━━━ Приведенный отрывок

О том, что я перезрелый студент, узнал так. Заболел как-то преследующей с детства ангиной и пошел в университетскую поликлинику. Впереди меня в очереди стоял солидный товарищ, с солидным портфелем. В регистратуре он назвал имя, отчество, год рождения 1929. Оказывается — мой ровесник. «Какой факультет, курс?» — «Аспирант»,— последовал ответ, ошарашивший меня. «Боже мой! Мой ровесник — аспирант, а я первокурсник. Так вот как я отстаю от жизни!» — ужаснулся я.
На первом курсе у нас с Таисией родился сын — Андрюша. Жена окончила институт, и летом я отвожу ее и сына в Ханты-Мансийск. На их обратную дорогу зарабатываю: в военкомате пилю дрова. На втором курсе родился второй сын — Сергей. Хоть в этой части жизни не отстаю! Теперь летом живем всей семьей в Ленинграде. Ох, это безрассудство молодости! Ведь знали, что будет тяжело жить, однако нет — не можем больше быть врозь, и все. Жена устроилась работать в селе Белом библиотекарем.

━━━━━━
━━━ Исходные данные

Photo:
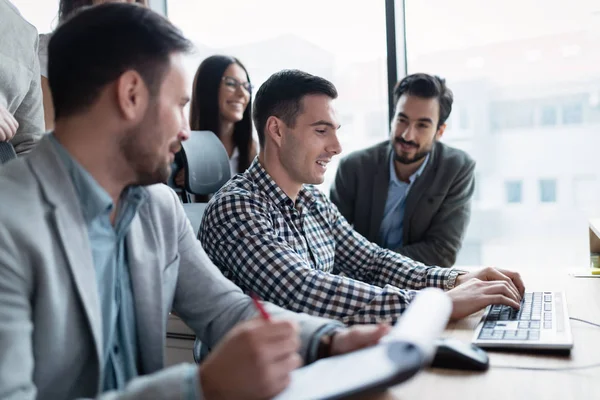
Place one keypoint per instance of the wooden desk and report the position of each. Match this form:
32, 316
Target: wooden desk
583, 299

━━━━━━

Продолжите воспоминания о поздней учебе в университете, начав сразу после последнего предложения отрывка. Записи для работы не понадобятся.

Я на третьем курсе. Мы с Юрием Рытхэу уже были друзьями, я искренне радовался его успехам, каждый рассказ, появлявшийся в журнале, перечитывал по нескольку раз. А моя повесть все не получалась, варианты за вариантом я уничтожал и каждый раз начинал все сначала. Северное отделение при университете закрыли, нас перевели в институт имени Герцена. Вскоре я заболел и попал в туберкулезный институт. Тяжело заболела жена, ее оперировали. Дети с бабушкой остались без куска хлеба. Ведь предугадывали и такое. Ох, молодость, молодость. После туберкулезного института — санаторий Сосновый Бор в Ленинградской области. Весенние экзамены сдал без троек и уехал в Белое. Целое лето работал над повестью. Дети ползают, теребят меня за брюки, а я не обращаю на них внимания — строчу. Это тоже признак молодости. Литературной молодости, неутомимости. Мне хорошо работалось, потому что я вдохновлен, поддержан своими далекими товарищами — в журнале «Дальний Восток» напечатаны два моих рассказа.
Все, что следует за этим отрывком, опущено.